[Problem description] Of all the lines below, output only those starting at the one with "Thanks for the photo. Could you please mark the card" and ending at the one with "Thanks for the photo. Could you please mark the green", both ends included, exactly as written.

[Input records]
↓

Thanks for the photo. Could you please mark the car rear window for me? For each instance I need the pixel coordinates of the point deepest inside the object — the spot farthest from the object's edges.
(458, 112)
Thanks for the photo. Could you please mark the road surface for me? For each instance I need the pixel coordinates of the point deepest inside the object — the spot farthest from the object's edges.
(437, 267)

↑
↓

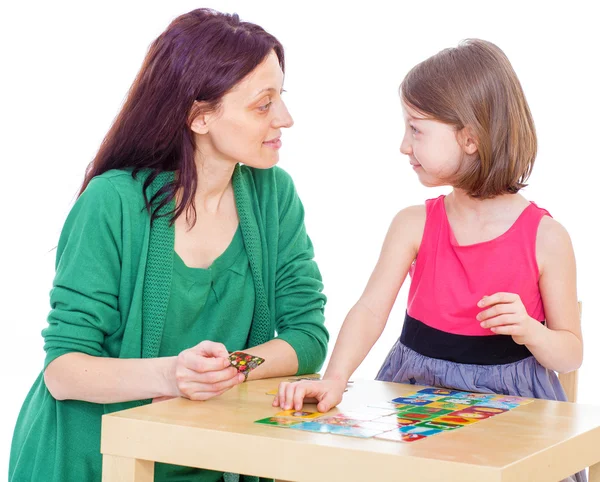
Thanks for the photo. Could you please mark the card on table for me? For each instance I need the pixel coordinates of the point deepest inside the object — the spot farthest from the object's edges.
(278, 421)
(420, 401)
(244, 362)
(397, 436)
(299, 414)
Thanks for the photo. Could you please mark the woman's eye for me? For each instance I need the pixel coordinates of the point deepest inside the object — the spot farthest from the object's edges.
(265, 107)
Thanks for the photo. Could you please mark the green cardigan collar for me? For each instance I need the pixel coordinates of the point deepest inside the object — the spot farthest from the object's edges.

↑

[Response area]
Thanks for the photo. Could you please mark the card on table for me? For each instance I need the pixel coordinates of the point deepest inside the object — the spot farthest from the object's edges.
(278, 421)
(420, 401)
(244, 362)
(397, 436)
(299, 414)
Thanks for the photo. Could you please mark the woman's eye for me? For each instance I need the pixel coordinates of the point deepest inside the object — the spot farthest from the object's edges.
(265, 107)
Thanks for the photo. Could you please mark the green cardigan collar for me? For each instance I need the pixel coordinates of the point deepest inside the object — the spot farthest from the object's edges.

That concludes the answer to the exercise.